* _WRITTEN TASK_: Would you restate, exactly as they appear, the lines from the one containing "Would you be able to point out the cheek" through the end of the data below?
++++++
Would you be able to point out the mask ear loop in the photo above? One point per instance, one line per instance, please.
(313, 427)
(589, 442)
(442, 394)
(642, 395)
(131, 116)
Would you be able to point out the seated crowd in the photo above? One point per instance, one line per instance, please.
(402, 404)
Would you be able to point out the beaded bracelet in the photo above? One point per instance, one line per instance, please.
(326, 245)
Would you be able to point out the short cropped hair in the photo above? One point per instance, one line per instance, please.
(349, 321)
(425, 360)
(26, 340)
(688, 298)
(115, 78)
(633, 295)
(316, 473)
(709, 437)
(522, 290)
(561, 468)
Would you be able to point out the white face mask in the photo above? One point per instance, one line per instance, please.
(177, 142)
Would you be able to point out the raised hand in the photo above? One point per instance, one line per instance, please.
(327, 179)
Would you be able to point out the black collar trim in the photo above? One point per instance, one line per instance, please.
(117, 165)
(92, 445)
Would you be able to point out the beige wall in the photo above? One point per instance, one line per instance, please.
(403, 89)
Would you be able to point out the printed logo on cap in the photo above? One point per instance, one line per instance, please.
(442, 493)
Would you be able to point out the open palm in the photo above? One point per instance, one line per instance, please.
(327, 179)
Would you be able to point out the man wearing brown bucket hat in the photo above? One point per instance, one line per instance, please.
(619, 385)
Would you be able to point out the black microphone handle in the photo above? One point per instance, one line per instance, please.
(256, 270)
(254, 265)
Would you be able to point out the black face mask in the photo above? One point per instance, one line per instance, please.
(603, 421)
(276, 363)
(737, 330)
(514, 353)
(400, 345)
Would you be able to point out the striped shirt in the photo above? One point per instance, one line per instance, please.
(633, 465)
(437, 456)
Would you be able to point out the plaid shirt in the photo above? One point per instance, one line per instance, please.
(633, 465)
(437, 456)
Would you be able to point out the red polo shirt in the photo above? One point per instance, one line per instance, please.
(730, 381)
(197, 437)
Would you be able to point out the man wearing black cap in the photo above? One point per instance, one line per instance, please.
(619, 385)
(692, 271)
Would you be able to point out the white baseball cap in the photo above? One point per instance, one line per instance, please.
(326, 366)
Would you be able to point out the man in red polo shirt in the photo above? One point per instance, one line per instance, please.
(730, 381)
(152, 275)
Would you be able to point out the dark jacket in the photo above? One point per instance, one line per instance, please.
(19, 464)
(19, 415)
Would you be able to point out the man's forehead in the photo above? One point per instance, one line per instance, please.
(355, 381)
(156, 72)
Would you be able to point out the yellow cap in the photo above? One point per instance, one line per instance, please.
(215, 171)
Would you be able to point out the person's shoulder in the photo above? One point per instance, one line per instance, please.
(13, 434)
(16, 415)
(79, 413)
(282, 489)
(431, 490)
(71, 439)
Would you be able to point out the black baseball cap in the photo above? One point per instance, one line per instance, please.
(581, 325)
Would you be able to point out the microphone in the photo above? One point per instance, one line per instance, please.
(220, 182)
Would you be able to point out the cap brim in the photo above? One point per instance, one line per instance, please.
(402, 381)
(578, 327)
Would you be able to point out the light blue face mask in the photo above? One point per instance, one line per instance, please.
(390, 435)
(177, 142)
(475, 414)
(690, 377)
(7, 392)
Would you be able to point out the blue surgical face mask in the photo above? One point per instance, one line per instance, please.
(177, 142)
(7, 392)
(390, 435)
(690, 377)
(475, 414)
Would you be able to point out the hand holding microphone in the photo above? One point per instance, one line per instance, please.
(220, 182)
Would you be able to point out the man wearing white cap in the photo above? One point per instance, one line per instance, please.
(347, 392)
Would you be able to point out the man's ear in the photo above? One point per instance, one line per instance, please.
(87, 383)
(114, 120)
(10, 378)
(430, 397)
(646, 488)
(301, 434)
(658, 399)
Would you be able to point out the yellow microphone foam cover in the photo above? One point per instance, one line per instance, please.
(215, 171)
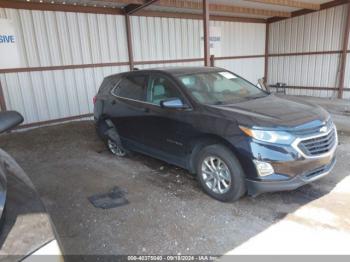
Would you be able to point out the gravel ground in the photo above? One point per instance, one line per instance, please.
(167, 211)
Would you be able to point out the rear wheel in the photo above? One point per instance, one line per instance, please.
(220, 173)
(104, 132)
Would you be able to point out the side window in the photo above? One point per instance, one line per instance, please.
(132, 87)
(159, 89)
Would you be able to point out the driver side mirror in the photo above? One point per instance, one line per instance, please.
(173, 103)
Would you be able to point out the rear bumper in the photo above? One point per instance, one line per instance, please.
(258, 187)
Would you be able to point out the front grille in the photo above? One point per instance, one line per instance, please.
(311, 131)
(319, 145)
(320, 170)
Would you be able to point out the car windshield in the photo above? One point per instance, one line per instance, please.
(219, 88)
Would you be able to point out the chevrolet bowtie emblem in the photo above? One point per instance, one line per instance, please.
(323, 129)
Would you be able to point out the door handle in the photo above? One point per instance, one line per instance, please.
(145, 109)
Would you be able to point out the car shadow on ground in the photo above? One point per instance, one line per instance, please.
(168, 213)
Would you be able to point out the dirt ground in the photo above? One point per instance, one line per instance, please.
(167, 211)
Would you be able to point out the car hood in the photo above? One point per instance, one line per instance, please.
(272, 112)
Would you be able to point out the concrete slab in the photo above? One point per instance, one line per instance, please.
(168, 213)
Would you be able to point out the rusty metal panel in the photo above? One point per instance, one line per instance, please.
(48, 38)
(48, 95)
(316, 32)
(250, 68)
(241, 39)
(157, 38)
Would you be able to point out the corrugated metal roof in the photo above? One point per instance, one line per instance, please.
(156, 7)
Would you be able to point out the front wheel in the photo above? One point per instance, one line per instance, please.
(220, 173)
(115, 149)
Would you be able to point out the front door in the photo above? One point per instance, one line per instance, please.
(167, 131)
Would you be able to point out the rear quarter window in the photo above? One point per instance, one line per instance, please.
(108, 83)
(132, 87)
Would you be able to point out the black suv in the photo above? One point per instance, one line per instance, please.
(233, 135)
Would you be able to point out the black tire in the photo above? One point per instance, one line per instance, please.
(237, 184)
(101, 129)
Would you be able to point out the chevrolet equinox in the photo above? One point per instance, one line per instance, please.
(234, 136)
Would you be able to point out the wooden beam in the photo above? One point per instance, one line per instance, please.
(222, 8)
(266, 68)
(129, 42)
(206, 32)
(59, 7)
(344, 53)
(200, 17)
(134, 8)
(289, 3)
(2, 99)
(308, 11)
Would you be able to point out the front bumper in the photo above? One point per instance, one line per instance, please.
(292, 168)
(257, 187)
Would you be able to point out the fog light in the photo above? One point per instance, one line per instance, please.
(263, 168)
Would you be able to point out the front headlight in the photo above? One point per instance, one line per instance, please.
(278, 137)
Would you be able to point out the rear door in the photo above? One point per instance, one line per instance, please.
(128, 106)
(167, 131)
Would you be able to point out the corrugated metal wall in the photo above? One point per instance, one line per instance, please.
(242, 39)
(58, 39)
(315, 32)
(48, 38)
(156, 38)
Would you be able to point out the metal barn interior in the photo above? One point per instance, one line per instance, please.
(66, 47)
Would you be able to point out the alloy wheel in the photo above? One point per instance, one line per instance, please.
(216, 175)
(115, 149)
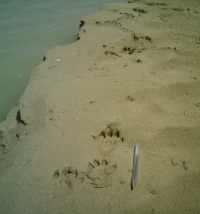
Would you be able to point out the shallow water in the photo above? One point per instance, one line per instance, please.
(27, 30)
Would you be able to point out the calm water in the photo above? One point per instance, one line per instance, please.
(27, 29)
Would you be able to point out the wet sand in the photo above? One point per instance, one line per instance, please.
(132, 78)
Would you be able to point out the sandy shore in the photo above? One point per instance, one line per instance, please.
(132, 78)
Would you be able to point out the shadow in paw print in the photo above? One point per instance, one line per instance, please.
(70, 176)
(100, 173)
(109, 138)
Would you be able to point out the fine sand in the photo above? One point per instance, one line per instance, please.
(132, 78)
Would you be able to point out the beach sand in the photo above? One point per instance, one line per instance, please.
(132, 78)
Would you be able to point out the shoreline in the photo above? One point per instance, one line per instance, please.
(132, 78)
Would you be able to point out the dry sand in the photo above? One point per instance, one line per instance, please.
(133, 77)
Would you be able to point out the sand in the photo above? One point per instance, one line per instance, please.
(132, 78)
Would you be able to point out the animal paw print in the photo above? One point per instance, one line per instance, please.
(108, 139)
(100, 173)
(111, 134)
(69, 176)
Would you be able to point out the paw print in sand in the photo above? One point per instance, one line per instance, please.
(68, 176)
(100, 173)
(109, 138)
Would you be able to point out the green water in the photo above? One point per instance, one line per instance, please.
(27, 30)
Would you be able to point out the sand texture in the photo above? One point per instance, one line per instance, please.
(132, 78)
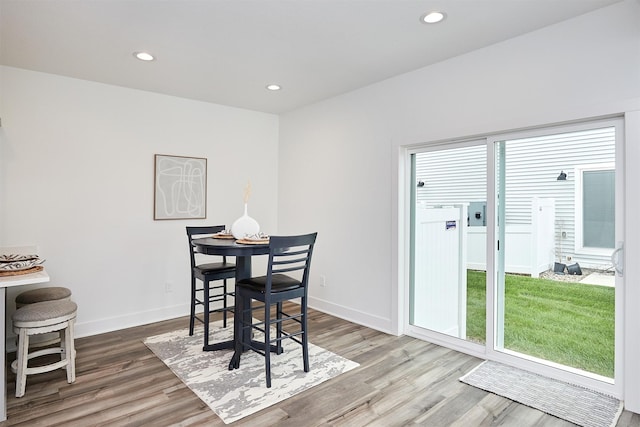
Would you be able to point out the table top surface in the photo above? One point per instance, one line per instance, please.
(24, 279)
(212, 246)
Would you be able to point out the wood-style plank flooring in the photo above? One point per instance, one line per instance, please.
(401, 381)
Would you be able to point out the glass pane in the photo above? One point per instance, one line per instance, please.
(448, 292)
(543, 310)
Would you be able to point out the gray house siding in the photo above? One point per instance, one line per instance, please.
(532, 167)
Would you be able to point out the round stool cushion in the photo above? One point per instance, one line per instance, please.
(44, 314)
(51, 293)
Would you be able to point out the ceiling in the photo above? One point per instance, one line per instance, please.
(227, 51)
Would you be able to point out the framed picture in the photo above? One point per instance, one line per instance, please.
(180, 187)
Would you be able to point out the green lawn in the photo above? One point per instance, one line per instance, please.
(568, 323)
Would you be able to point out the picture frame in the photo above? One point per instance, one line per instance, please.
(180, 187)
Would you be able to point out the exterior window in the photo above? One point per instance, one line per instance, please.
(595, 209)
(598, 209)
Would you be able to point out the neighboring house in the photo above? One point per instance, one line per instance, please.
(584, 201)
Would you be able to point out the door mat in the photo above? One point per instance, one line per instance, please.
(567, 401)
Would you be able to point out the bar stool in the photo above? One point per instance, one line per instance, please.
(40, 318)
(49, 293)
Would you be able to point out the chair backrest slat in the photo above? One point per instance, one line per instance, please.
(289, 254)
(200, 231)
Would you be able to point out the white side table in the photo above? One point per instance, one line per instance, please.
(6, 282)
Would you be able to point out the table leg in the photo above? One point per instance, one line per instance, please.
(3, 377)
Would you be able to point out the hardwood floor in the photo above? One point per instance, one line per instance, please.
(401, 381)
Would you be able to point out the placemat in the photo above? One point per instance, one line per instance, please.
(21, 272)
(253, 242)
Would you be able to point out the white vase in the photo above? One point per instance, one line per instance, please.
(244, 226)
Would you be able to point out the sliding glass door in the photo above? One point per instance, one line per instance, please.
(448, 200)
(512, 242)
(556, 230)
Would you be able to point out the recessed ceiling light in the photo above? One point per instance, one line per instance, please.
(432, 17)
(144, 56)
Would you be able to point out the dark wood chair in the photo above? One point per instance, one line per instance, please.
(214, 276)
(290, 255)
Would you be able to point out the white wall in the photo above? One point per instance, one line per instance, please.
(76, 172)
(339, 161)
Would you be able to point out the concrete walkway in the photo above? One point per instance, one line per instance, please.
(599, 279)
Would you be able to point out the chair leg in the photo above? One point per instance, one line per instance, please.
(70, 351)
(193, 305)
(267, 343)
(279, 328)
(205, 315)
(224, 297)
(21, 371)
(305, 341)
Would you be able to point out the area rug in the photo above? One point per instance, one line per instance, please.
(570, 402)
(235, 394)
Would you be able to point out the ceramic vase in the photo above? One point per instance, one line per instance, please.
(244, 226)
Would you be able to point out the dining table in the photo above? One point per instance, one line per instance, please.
(243, 253)
(6, 281)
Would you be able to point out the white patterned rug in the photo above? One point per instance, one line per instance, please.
(241, 392)
(570, 402)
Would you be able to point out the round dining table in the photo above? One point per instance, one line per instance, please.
(243, 252)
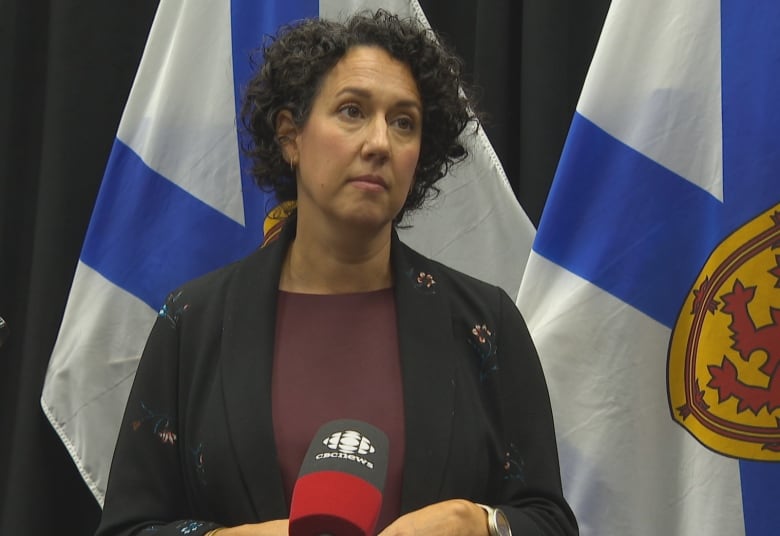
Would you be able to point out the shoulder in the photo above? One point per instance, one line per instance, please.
(461, 288)
(208, 295)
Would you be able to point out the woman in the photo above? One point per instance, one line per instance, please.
(335, 318)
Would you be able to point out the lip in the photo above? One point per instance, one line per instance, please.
(369, 182)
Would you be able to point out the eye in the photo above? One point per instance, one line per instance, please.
(405, 123)
(351, 111)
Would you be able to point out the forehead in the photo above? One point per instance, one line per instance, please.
(372, 69)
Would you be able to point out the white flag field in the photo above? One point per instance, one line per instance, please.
(176, 202)
(653, 289)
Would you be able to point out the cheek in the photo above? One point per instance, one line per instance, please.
(407, 160)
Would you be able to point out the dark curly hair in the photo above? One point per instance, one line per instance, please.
(295, 63)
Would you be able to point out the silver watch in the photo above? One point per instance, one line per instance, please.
(498, 524)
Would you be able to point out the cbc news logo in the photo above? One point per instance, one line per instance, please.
(349, 442)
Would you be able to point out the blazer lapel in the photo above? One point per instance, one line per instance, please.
(247, 361)
(425, 333)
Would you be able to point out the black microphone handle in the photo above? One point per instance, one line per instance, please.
(4, 331)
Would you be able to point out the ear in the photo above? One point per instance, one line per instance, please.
(287, 135)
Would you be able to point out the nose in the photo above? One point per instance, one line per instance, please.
(377, 144)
++++++
* _TASK OUTPUT_:
Would you be able to point out the cheek in the photo above? One point per instance, one line per instance, please.
(407, 160)
Would you be able to point out the dark curly hair in the photo above? One point per instance, one line per instance, please.
(295, 63)
Would you be able to point out the silver watch in the photo above? One point per instance, one line per instance, please.
(498, 524)
Would you be able to point out the cbc news logo in the photo above? One point per instance, one line per instance, please.
(349, 442)
Would you be able to point out the blazer lapel in the photo above? One point per instance, one line per instance, please.
(247, 361)
(425, 333)
Would you be able to point out the black microphone handle in the photo above? One point per instance, one line per instance, please.
(4, 331)
Would you be able to point out the ear in the photo above? One point per instance, one line per instance, please.
(287, 135)
Would you be able to point out the nose in the photo above? One point per instance, one line per instance, please.
(377, 144)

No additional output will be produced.